• **Job**: Rewrite the material below, starting at the line containing "Pinpoint white plastered" and ending at the line containing "118;248;139;429", and keep every line. Increase each bounding box coordinate given as an answer by 53, and leave all other numbers as they are.

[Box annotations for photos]

-- Start --

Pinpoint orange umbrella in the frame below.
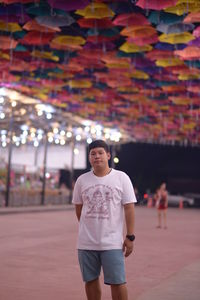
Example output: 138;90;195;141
0;36;18;50
113;13;149;26
77;18;113;28
20;31;54;45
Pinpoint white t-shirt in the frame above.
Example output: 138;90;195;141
72;169;137;250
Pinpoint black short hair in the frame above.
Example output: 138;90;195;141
88;140;110;153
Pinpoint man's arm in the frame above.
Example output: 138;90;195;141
75;204;83;221
123;203;135;257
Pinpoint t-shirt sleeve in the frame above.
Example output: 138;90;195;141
72;178;83;204
122;173;137;204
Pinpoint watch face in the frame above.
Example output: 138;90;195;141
126;234;135;241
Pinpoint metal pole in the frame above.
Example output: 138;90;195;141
5;115;13;207
41;134;48;205
111;145;116;168
69;140;75;203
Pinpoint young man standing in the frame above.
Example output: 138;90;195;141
72;140;137;300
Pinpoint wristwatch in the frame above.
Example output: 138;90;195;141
126;234;135;242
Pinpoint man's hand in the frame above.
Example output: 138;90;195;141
123;238;133;257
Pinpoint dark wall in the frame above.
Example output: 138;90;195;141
116;143;200;193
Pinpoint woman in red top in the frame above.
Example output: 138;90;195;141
155;182;168;229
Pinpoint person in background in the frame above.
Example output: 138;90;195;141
72;140;137;300
155;182;168;229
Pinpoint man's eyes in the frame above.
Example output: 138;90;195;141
91;151;104;156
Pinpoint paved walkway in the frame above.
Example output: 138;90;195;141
0;205;200;300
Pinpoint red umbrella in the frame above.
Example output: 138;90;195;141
136;0;178;10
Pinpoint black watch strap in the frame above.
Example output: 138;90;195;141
126;234;135;242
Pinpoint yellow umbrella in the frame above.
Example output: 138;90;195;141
120;25;157;38
129;70;149;80
158;32;195;44
68;79;92;88
31;50;59;62
183;12;200;23
156;57;184;67
119;42;153;53
75;2;115;19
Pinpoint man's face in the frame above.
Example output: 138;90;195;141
89;147;110;168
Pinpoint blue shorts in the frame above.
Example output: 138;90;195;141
78;249;126;284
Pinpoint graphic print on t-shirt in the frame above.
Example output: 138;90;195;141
83;184;113;219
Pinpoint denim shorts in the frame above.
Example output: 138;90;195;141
78;249;126;284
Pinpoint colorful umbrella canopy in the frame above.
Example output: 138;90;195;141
0;0;200;145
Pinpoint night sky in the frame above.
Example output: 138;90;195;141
116;143;200;194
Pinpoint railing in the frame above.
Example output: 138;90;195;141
0;188;70;207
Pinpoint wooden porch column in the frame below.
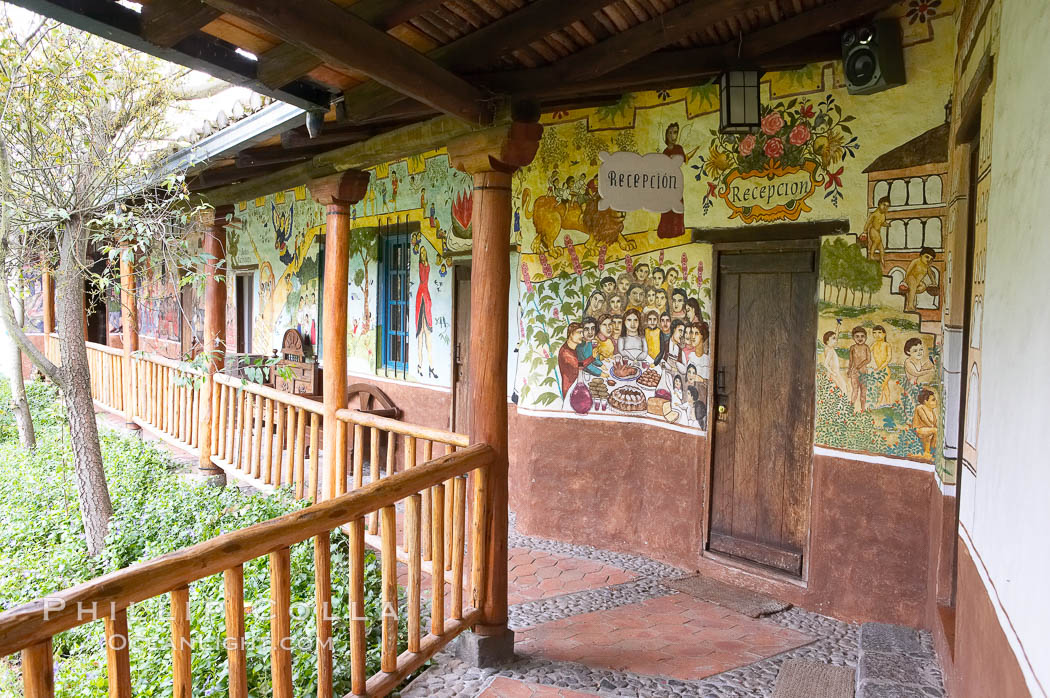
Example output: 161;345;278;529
308;170;370;500
119;248;139;429
197;206;233;479
448;117;543;664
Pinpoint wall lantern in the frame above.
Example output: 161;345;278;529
718;70;761;133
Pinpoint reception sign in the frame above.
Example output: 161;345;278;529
719;162;820;223
597;152;686;213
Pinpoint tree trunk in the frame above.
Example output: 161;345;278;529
55;218;113;555
8;277;37;450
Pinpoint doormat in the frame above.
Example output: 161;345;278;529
660;574;791;618
773;659;855;698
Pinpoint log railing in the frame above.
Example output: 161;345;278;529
0;444;495;698
334;409;472;575
210;374;323;501
84;342;124;414
131;353;204;451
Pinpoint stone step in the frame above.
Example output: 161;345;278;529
857;622;945;698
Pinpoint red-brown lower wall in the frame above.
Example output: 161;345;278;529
509;405;705;567
933;540;1031;698
510;409;940;627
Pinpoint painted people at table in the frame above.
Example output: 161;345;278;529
671;289;688;320
594;314;616;361
664;267;681;298
616;309;647;361
821;330;849;395
616;272;634;298
911;388;939;458
696;322;711;356
584;291;609;317
609;315;624;344
660;320;686;376
686;298;704;322
646;311;660;361
846;326;872;413
649;266;667;289
627;283;646;312
576;316;597;360
634;261;649;288
653;313;680;365
686;385;708;429
558;322;606;397
904;337;937;385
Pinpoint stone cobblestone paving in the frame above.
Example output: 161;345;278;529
507;548;637;606
401;520;943;698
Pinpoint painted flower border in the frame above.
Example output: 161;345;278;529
691;93;860;215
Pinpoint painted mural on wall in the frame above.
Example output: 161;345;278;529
348;150;474;386
692;93;860;219
137;262;182;343
227;187;324;354
22;270;44;334
512;3;951;451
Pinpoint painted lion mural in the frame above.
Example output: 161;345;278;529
522;188;635;255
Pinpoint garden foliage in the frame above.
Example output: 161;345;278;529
0;382;406;698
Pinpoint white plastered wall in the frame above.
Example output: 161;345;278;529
961;0;1050;696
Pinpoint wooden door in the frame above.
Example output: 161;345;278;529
708;244;817;575
453;266;470;433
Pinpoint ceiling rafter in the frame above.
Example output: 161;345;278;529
485;0;894;96
208;0;489;123
344;0;611;121
2;0;331;109
142;0;221;47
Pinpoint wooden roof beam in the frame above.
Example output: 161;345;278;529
142;0;221;47
475;31;842;100
503;0;785;85
343;0;612;122
207;0;490;124
477;0;893;97
3;0;331;109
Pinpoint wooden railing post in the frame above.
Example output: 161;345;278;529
310;170;370;500
445;122;543;665
22;638;55;698
196;206;233;480
118;248;139;429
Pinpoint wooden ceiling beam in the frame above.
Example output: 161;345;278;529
475;31;842;100
2;0;331;109
142;0;221;47
343;0;611;121
201;0;490;124
235;145;331;168
503;0;769;84
349;0;444;29
476;0;893;96
258;44;322;88
186;163;287;191
280;124;391;149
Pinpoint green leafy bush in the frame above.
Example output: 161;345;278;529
0;382;406;698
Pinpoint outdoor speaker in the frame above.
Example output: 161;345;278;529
842;20;904;94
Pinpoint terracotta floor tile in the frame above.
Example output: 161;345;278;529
479;676;597;698
517;594;813;680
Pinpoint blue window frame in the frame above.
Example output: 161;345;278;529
379;234;412;375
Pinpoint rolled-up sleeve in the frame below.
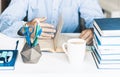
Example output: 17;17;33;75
79;0;104;28
0;0;28;37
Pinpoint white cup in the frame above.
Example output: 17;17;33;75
62;38;86;65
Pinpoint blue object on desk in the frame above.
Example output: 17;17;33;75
20;25;34;47
32;24;42;47
0;40;19;70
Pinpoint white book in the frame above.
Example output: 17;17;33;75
93;49;120;64
94;47;120;61
94;18;120;36
93;37;120;54
94;28;120;45
92;53;120;69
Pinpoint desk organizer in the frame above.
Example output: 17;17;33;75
20;43;42;63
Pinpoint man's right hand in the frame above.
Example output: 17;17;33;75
26;17;56;39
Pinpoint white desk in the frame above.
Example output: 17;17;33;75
0;34;120;77
0;51;120;77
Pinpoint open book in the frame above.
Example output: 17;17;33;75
39;16;80;52
0;33;24;70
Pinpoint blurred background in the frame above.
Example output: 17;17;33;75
0;0;120;18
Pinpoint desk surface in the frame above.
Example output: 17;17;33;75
0;51;120;77
0;33;120;77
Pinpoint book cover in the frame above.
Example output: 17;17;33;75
0;50;18;70
93;37;120;54
91;52;120;69
94;47;120;61
92;48;120;64
94;18;120;36
39;16;80;52
94;28;120;45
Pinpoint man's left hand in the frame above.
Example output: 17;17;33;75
80;29;94;45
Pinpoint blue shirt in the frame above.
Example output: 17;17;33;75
0;0;103;37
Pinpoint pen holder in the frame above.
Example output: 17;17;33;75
21;43;42;63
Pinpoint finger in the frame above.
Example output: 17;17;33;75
41;33;54;37
40;23;54;28
35;17;47;23
80;30;86;38
80;32;89;40
39;36;52;40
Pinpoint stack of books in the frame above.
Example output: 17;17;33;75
92;18;120;69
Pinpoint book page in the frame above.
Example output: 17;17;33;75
53;15;63;51
56;33;80;52
39;39;54;52
0;33;25;51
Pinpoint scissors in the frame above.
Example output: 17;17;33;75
20;25;34;47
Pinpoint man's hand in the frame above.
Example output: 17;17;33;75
26;17;56;39
80;29;93;45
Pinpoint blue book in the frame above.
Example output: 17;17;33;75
94;27;120;46
0;50;18;70
94;18;120;36
91;52;120;69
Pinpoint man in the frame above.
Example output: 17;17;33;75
0;0;103;44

-- End --

• **Response to the task**:
Pinpoint white plastered wall in the frame above.
Example output: 161;345;278;529
1014;53;1103;749
Pinpoint wooden door in the frame above.
Example output: 161;345;278;529
761;297;870;628
506;319;523;486
Pinpoint ceiling rafter in the frame above.
Example output: 161;345;278;529
538;53;947;149
261;53;542;176
397;53;664;174
55;53;384;162
195;53;274;100
Pinpoint wooden roof beam in the frame above.
Example output: 161;345;278;529
195;53;274;100
528;84;895;153
556;53;838;138
396;53;665;175
260;53;543;177
530;53;946;150
56;53;384;162
Pinpoint wooden railing post in the frame above.
Example output: 161;345;278;529
363;223;423;553
498;175;596;718
75;691;108;751
249;259;286;533
171;301;192;482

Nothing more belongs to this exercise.